**Task**
Return each line of the records below that contains the word "bronze".

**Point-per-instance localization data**

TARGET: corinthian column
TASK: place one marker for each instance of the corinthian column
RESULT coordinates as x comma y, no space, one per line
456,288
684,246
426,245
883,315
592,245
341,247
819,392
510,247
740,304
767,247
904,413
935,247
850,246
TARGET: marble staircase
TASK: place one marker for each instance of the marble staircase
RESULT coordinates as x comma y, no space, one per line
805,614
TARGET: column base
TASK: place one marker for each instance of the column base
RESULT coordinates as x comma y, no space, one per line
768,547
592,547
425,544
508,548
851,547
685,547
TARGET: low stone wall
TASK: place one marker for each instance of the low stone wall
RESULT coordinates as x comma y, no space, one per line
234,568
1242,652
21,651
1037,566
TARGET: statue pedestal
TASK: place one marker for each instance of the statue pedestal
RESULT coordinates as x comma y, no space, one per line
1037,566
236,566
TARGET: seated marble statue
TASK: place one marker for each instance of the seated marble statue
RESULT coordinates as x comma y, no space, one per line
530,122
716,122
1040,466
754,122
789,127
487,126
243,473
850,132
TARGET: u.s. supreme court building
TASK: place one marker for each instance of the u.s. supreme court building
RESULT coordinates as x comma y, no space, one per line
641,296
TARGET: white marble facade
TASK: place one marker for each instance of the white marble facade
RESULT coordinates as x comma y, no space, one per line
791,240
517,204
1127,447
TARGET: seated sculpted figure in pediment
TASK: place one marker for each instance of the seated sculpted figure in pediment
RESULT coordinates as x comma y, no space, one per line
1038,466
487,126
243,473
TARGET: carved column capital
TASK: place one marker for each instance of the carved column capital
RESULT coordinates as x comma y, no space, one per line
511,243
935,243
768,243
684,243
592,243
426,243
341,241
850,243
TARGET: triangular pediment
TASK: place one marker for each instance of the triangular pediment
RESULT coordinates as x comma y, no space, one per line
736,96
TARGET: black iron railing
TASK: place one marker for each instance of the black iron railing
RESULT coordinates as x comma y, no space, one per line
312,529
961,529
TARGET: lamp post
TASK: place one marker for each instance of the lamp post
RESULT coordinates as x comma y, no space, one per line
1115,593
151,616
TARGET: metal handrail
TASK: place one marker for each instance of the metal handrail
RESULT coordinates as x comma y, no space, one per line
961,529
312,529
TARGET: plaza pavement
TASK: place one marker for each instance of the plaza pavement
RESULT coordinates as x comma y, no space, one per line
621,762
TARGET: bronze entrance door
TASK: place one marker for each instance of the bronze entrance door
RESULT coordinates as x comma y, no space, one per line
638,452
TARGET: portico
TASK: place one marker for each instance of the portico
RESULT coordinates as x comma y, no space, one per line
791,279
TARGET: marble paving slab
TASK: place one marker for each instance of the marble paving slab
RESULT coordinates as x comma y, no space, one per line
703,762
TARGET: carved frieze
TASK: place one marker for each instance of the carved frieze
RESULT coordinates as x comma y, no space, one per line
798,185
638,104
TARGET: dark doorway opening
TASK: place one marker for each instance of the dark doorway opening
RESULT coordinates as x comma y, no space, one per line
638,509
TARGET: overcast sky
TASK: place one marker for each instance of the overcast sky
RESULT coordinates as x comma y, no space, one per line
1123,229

==

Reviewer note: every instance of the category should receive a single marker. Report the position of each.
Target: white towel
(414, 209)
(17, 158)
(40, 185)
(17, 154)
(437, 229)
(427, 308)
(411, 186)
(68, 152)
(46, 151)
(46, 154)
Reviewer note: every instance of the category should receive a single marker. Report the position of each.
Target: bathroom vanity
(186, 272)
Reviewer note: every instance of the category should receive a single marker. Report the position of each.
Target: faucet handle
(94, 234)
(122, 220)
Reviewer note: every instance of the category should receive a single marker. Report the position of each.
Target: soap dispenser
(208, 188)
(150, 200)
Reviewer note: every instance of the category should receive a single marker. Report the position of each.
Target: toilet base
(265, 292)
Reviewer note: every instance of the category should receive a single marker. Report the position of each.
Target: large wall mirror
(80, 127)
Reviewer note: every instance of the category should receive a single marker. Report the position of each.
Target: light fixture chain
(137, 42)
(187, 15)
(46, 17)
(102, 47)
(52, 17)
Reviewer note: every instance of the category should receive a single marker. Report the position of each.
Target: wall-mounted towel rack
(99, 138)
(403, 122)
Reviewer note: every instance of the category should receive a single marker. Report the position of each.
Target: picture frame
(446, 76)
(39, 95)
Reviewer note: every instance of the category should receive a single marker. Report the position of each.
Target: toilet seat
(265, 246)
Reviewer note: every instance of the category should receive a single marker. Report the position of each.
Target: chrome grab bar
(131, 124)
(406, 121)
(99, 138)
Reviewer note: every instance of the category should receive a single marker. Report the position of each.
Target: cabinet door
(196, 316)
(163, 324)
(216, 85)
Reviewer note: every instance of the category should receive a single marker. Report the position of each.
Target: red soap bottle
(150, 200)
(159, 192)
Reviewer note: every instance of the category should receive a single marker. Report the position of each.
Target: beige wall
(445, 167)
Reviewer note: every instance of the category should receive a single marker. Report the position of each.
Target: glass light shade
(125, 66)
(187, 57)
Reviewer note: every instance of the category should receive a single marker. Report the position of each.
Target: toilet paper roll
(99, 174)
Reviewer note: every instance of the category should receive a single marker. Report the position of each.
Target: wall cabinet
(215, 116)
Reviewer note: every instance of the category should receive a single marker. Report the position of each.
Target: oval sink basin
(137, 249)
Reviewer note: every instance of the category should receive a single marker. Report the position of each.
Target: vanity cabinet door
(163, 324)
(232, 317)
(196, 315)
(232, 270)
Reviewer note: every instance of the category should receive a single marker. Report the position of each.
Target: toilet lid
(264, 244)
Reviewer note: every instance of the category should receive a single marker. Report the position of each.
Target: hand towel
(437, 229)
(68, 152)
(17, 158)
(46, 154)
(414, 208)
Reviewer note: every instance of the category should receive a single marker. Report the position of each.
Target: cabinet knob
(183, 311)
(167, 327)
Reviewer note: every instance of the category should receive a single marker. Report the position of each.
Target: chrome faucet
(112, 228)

---

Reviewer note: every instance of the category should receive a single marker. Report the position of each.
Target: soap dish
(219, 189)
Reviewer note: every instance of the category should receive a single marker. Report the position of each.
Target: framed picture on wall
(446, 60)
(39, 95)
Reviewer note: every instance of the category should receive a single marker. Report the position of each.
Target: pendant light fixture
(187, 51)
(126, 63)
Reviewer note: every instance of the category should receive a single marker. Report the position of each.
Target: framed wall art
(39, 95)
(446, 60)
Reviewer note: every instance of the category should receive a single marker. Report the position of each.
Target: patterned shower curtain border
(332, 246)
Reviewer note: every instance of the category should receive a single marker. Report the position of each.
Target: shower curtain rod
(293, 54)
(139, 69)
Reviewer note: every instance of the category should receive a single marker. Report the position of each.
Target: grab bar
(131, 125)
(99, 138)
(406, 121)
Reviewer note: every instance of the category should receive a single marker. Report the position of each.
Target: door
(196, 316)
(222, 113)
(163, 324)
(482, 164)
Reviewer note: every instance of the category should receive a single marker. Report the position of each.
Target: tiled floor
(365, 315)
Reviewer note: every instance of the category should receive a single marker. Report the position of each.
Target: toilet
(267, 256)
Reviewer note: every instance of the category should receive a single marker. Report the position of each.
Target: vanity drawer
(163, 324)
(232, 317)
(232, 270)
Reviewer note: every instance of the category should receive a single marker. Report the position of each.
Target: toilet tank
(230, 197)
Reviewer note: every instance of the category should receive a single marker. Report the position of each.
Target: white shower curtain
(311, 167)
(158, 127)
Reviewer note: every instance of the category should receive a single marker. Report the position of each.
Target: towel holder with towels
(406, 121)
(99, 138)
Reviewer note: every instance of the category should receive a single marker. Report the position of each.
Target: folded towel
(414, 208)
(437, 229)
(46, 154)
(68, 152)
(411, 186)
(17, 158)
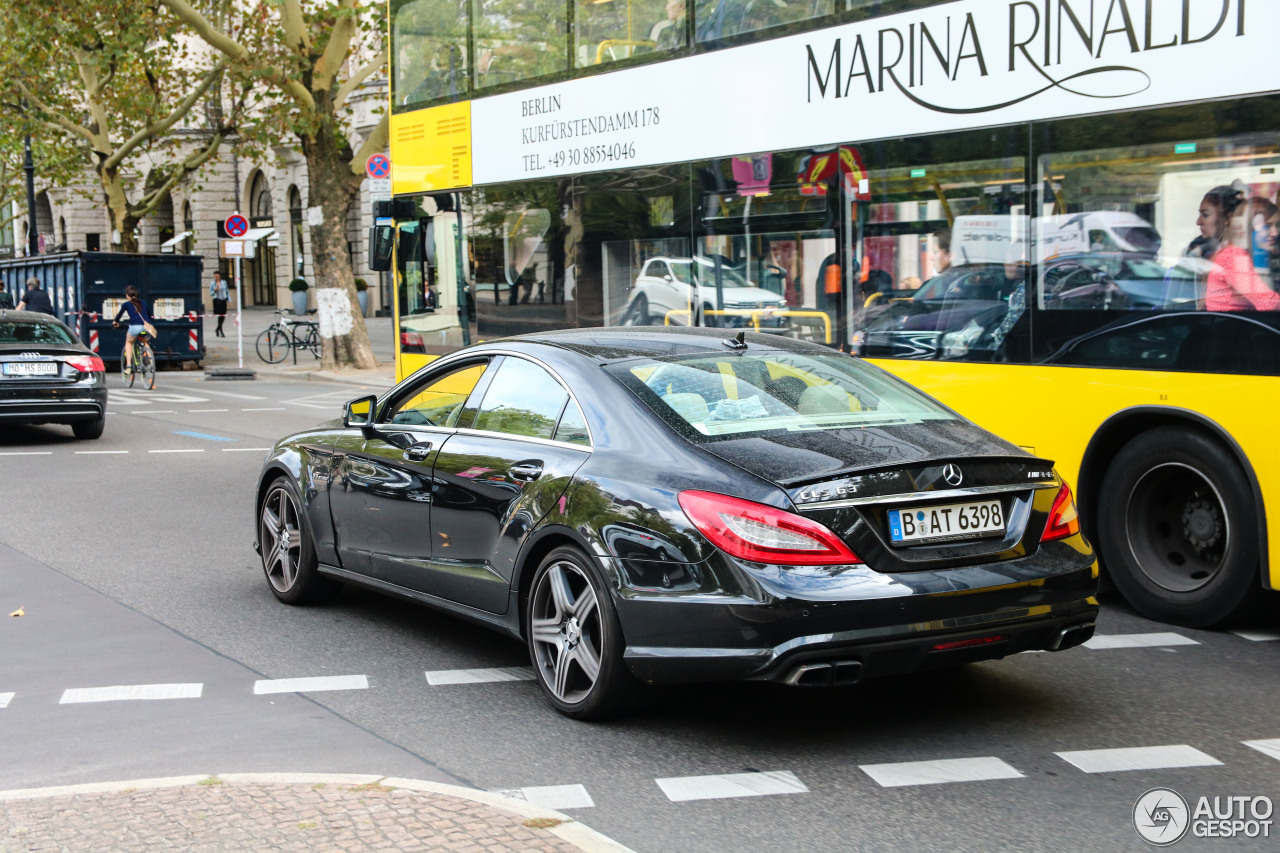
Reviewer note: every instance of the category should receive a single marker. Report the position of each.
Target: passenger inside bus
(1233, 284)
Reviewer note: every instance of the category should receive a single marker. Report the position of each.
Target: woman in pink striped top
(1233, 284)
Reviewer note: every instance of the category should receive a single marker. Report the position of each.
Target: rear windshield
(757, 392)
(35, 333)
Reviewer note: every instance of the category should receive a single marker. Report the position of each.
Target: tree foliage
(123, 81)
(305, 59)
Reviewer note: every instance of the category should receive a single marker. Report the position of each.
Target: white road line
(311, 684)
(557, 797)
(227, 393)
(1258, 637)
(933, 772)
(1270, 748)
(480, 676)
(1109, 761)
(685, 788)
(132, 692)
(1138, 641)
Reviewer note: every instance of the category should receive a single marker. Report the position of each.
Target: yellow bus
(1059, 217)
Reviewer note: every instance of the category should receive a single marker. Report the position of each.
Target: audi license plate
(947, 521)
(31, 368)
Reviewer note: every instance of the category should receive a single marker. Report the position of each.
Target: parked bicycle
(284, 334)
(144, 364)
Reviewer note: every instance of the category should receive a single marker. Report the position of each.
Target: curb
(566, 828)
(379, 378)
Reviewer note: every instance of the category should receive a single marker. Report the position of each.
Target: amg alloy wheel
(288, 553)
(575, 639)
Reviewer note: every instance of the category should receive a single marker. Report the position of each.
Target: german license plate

**Task output**
TARGET: bronze entrance door
TASK: place one marker for each instance of the bronze entrance door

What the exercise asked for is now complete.